=== EXERCISE DETAILS ===
Here is a block of records. Copy every line in it that includes "correct".

Stored data
-- Opening Marker --

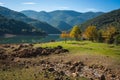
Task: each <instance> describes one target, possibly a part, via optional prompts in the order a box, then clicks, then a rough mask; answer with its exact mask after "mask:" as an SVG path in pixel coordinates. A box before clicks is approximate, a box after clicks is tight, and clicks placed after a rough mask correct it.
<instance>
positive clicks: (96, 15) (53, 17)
mask: <svg viewBox="0 0 120 80" xmlns="http://www.w3.org/2000/svg"><path fill="white" fill-rule="evenodd" d="M21 13H23V14H25V15H26V16H28V17H30V18H33V19H37V20H39V21H44V22H47V23H49V24H50V25H52V26H54V27H56V28H58V29H59V30H61V31H66V30H69V29H71V28H72V27H73V26H74V25H77V24H80V23H83V22H85V21H87V20H89V19H92V18H94V17H97V16H99V15H101V14H103V12H86V13H80V12H76V11H72V10H56V11H52V12H45V11H41V12H37V11H32V10H24V11H21Z"/></svg>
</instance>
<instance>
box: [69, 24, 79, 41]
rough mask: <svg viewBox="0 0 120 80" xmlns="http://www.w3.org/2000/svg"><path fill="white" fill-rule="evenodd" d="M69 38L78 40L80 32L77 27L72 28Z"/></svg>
mask: <svg viewBox="0 0 120 80" xmlns="http://www.w3.org/2000/svg"><path fill="white" fill-rule="evenodd" d="M70 37H71V38H75V40H80V37H81V30H80V28H79V27H78V26H74V27H73V29H72V30H71V32H70Z"/></svg>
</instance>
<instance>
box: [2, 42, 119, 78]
mask: <svg viewBox="0 0 120 80" xmlns="http://www.w3.org/2000/svg"><path fill="white" fill-rule="evenodd" d="M58 45H61V46H63V48H65V49H68V50H69V51H70V53H69V54H66V55H65V56H60V55H51V56H48V57H47V58H49V59H50V60H51V61H55V60H59V59H62V60H64V61H69V60H71V61H72V60H73V61H74V60H76V61H77V60H84V59H86V58H88V59H89V60H87V61H86V63H91V64H97V63H99V65H101V64H104V65H106V66H107V65H109V64H110V65H112V67H113V68H114V69H117V67H116V65H117V66H118V67H119V64H120V46H115V45H113V44H105V43H93V42H90V41H67V43H65V42H64V41H60V42H49V43H41V44H34V47H35V48H36V47H56V46H58ZM40 59H44V57H37V58H30V59H26V60H30V61H31V62H32V61H33V62H36V63H37V62H38V61H39V60H40ZM45 59H46V57H45ZM113 60H115V61H116V63H113V62H112V61H113ZM39 68H40V66H39V67H30V68H28V69H25V68H23V69H13V70H11V71H0V80H54V78H53V76H52V74H49V76H50V78H49V79H47V78H44V73H39V72H40V71H39ZM34 74H36V76H37V78H35V76H34ZM71 80H74V78H71ZM76 80H77V79H76ZM78 80H88V79H85V78H78Z"/></svg>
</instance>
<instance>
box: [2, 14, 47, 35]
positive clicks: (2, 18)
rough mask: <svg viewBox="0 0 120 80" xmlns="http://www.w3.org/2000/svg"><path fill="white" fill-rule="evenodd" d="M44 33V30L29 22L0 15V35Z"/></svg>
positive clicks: (37, 34) (39, 34) (23, 34)
mask: <svg viewBox="0 0 120 80" xmlns="http://www.w3.org/2000/svg"><path fill="white" fill-rule="evenodd" d="M4 34H15V35H45V32H43V31H41V30H40V29H37V28H35V27H33V26H31V25H29V24H26V23H24V22H22V21H17V20H14V19H7V18H5V17H4V16H2V15H0V35H4Z"/></svg>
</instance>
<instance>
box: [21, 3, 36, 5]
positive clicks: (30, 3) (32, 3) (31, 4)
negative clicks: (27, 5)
mask: <svg viewBox="0 0 120 80" xmlns="http://www.w3.org/2000/svg"><path fill="white" fill-rule="evenodd" d="M22 4H27V5H34V4H36V3H35V2H23V3H22Z"/></svg>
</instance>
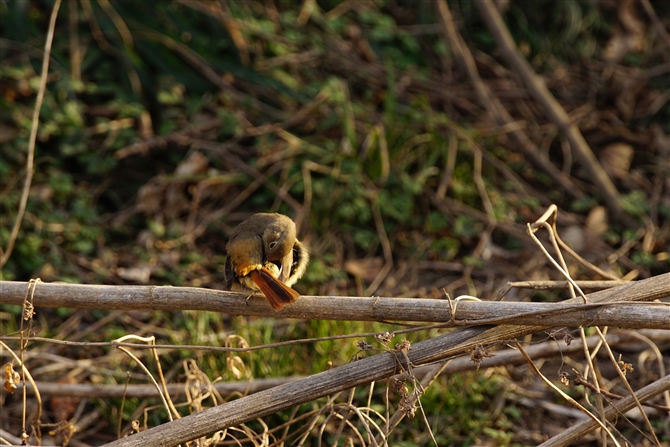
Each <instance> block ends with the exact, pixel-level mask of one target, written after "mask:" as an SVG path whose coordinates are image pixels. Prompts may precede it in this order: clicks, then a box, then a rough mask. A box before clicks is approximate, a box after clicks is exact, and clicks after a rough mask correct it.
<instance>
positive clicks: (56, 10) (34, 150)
mask: <svg viewBox="0 0 670 447" xmlns="http://www.w3.org/2000/svg"><path fill="white" fill-rule="evenodd" d="M60 3H61V0H57V1H56V2H55V3H54V6H53V9H52V10H51V18H50V19H49V30H48V31H47V40H46V42H45V44H44V59H43V60H42V74H41V75H40V87H39V90H38V91H37V99H35V109H34V110H33V120H32V121H33V123H32V126H31V128H30V139H29V140H28V156H27V157H26V180H25V182H24V183H23V193H22V194H21V201H20V202H19V211H18V212H17V213H16V221H15V222H14V226H13V227H12V233H11V234H10V236H9V242H8V243H7V249H6V250H5V252H4V253H2V248H1V247H0V255H1V256H0V269H1V268H2V267H4V265H5V264H6V263H7V261H8V260H9V257H10V256H11V254H12V251H13V250H14V243H15V242H16V237H17V236H18V235H19V229H20V228H21V222H23V215H24V214H25V211H26V205H27V204H28V196H29V195H30V185H31V183H32V181H33V173H34V172H35V170H34V168H33V161H34V159H35V141H36V140H37V128H38V127H39V122H40V111H41V110H42V101H43V100H44V92H45V91H46V88H47V78H48V77H49V60H50V58H51V44H52V43H53V38H54V29H55V28H56V17H58V9H60Z"/></svg>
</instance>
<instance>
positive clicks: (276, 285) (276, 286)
mask: <svg viewBox="0 0 670 447" xmlns="http://www.w3.org/2000/svg"><path fill="white" fill-rule="evenodd" d="M249 277H250V278H251V280H252V281H253V282H255V283H256V285H257V286H258V288H259V289H261V292H263V294H264V295H265V297H266V298H267V299H268V301H269V302H270V305H271V306H272V308H273V309H274V310H281V308H282V307H284V306H285V305H287V304H291V303H293V302H295V299H296V298H298V297H299V296H300V294H299V293H298V292H296V291H295V290H293V289H292V288H290V287H289V286H287V285H286V284H284V283H283V282H281V281H279V280H278V279H277V278H275V277H274V276H272V273H270V271H269V270H268V269H266V268H265V267H262V268H261V269H260V270H252V271H251V272H249Z"/></svg>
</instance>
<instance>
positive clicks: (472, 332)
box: [107, 274, 670, 447]
mask: <svg viewBox="0 0 670 447" xmlns="http://www.w3.org/2000/svg"><path fill="white" fill-rule="evenodd" d="M663 276H665V277H664V278H663V282H665V283H667V284H666V285H667V286H670V274H668V275H663ZM659 278H662V277H655V278H651V279H647V280H643V281H639V282H637V283H635V284H633V285H631V286H623V287H619V288H616V289H611V290H606V291H601V292H595V293H592V294H590V295H589V296H588V299H589V302H590V303H603V302H608V301H609V302H611V301H614V300H617V299H619V298H620V297H621V296H622V295H626V298H628V299H631V300H644V299H650V298H651V299H654V298H652V297H651V296H650V295H649V285H650V284H652V283H655V282H657V281H658V280H659ZM580 302H581V299H571V300H567V301H566V303H568V304H578V303H580ZM462 304H464V303H462ZM545 329H547V327H546V326H544V325H537V326H535V325H513V326H507V325H506V326H497V327H493V328H492V327H490V326H480V327H474V328H467V329H462V330H459V331H456V332H451V333H448V334H444V335H440V336H438V337H435V338H432V339H429V340H425V341H422V342H419V343H416V344H413V345H412V349H411V350H410V351H408V352H407V353H406V354H407V360H405V358H404V356H402V357H401V356H396V355H394V354H396V351H390V352H384V353H382V354H378V355H374V356H372V357H367V358H363V359H360V360H357V361H355V362H352V363H349V364H346V365H343V366H339V367H336V368H333V369H330V370H328V371H324V372H321V373H318V374H314V375H312V376H309V377H307V378H305V379H302V380H298V381H295V382H292V383H288V384H285V385H281V386H279V387H276V388H273V389H270V390H267V391H262V392H260V393H257V394H254V395H251V396H246V397H243V398H240V399H237V400H234V401H230V402H227V403H225V404H222V405H219V406H216V407H213V408H209V409H207V410H204V411H202V412H199V413H195V414H192V415H189V416H185V417H183V418H181V419H178V420H176V421H173V422H170V423H167V424H162V425H160V426H157V427H152V428H149V429H147V430H145V431H143V432H141V433H139V434H135V435H131V436H129V437H127V438H123V439H119V440H117V441H114V442H111V443H109V444H107V447H130V446H133V447H154V446H158V445H161V446H164V447H167V446H174V445H177V444H179V443H180V442H185V441H188V440H191V439H196V438H198V437H200V436H204V435H207V434H208V433H212V432H215V431H218V430H224V429H226V428H228V427H232V426H236V425H239V424H241V423H245V422H247V421H250V420H253V419H256V418H259V417H264V416H267V415H269V414H273V413H275V412H277V411H281V410H284V409H287V408H290V407H293V406H295V405H299V404H302V403H305V402H311V401H313V400H315V399H318V398H320V397H323V396H326V395H333V394H335V393H338V392H340V391H344V390H348V389H351V387H354V386H358V385H361V384H364V383H370V382H372V381H378V380H383V379H385V378H388V377H390V376H392V375H394V374H396V373H397V372H398V367H399V366H400V367H402V368H403V369H404V370H407V368H408V366H409V365H410V364H411V365H412V366H418V365H423V364H427V363H433V362H436V361H440V360H445V359H447V358H450V357H454V356H457V355H462V354H466V353H468V352H471V351H472V350H473V349H475V347H478V346H490V345H492V344H495V343H499V342H501V341H502V340H511V339H517V338H519V337H523V336H524V335H526V334H531V333H535V332H538V331H542V330H545Z"/></svg>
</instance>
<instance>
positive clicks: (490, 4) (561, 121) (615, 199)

-- Closing Marker --

=== ANSWER AREA ===
Task: each <instance> describes one target, possibly a part, via optional prompts in the order a box, then clicks, then a rough mask; answer with its exact mask after "mask:" as an SVG path in pixel coordinates. A box before clicks is approximate, a box after clicks is tight, and clicks placed after a rough mask correct it.
Each <instance> block ends with the exact, pixel-level mask of one target, written after "mask:" as an SVG path whose coordinates are image pixels. Prompts may precede it in this order: clicks, then a box, then a rough mask. A box before clicks is approximate, a box after clicks is exact, and clicks after a rough mask correct it.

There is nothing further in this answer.